----- 抜粋文 -----

マンガ「説話集」頭陀第一のマハーカッサパとブッダ
前回、《カッサパと糞掃衣》でカッサパは、ブッダから糞掃衣をもらいます。そして厳しい戒律を守る出家生活を送ります。
頭陀第一(ずだだいいち)マハーカッサパとブッダ 頭陀の12行 マンガ仏教説話




《頭陀第一のマハーカッサパ》
マハーカッサパは釈尊の数多い弟子たちのなかでも頭陀第一と、
たたえられました。
頭陀とは、衣、食、住の三つに対する欲を捨て去り、
極めて質素な生活のなかで、
心身を修練しながら修行することです。
この頭陀の行をわけると次の12になります。
《頭陀の12行》
①人里離れた静かなところで修行をする
②常に托鉢によって食べ物を得る
③その食を請うときは貧富を選ばず、どんなに貧しい家の粗末な食べ物でも喜んで食べる
④一日に一食しか受けない
⑤食を多くとらない
⑥正午を過ぎてからは食をとらない。

-----

**課題設定 a:** 下の記録を、依頼の文も含めて全行書き直し、回答として示された座標の数値をすべて9ずつずらしてもらえますか？依頼の文にある書式見本の座標は変えないでください。

----- 保存データ -----

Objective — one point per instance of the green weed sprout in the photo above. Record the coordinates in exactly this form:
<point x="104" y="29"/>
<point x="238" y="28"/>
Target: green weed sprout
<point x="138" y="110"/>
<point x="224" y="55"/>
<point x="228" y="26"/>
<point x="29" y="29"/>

-----

**課題設定 b:** マハーカッサパと頭陀の行についての文章を、最後の一文の後から書き継いでもらえますか？

**出力 a:**
Objective — one point per instance of the green weed sprout in the photo above. Record the coordinates in exactly this form:
<point x="104" y="29"/>
<point x="238" y="28"/>
Target: green weed sprout
<point x="147" y="119"/>
<point x="233" y="64"/>
<point x="237" y="35"/>
<point x="38" y="38"/>

**出力 b:**
⑦人が捨てたぼろ布で作った衣を身に着ける
⑧釈尊がさだめた袈裟以外は所持しない
⑨墓場にすむ
⑩静かな林の木の下に住む
⑪空き地にすわる
⑫常に座して横に座らない。
これら12の定めを守るのが頭陀の行です。
この中の一つを守るだけでも並の人たちにはできないことですが、
マハーカッサパはすべてを固く厳しく守りとおしたのでした。
彼は長者や身分の高い者の家を避けて貧しい家を托鉢して歩き、
その粗末な食べ物を受けることにしました。
これは貧しいものに功徳を積ませ、
後世に福徳を得させるためでした。
このようなカッサパのうたがあります。
《カッサパのうた》
わたしは住まいを 起きいでて
食を請うては 村に行き
悪しき病人 住む家に
威儀(いぎ)を正して 近づいた
彼は腐った その手から
わずかな食を 施した
ひとかたまりの 食べ物を
わたしの鉢に 入れたとき
腐った指が 一本落ちた
わたしは塀の 下に座し
そのかたまりを 食べ終えた
わたしの心は 喜びに
震えて心底 感謝した
威儀(いぎ)の意味
1 いかめしく重々しい動作。立ち居振る舞いに威厳を示す作法。
2 仏語。
㋐規律にかなった起居動作。また、その作法・規律。
㋑袈裟 (けさ) につけた平ぐけのひも。袈裟をまとうとき肩にかける。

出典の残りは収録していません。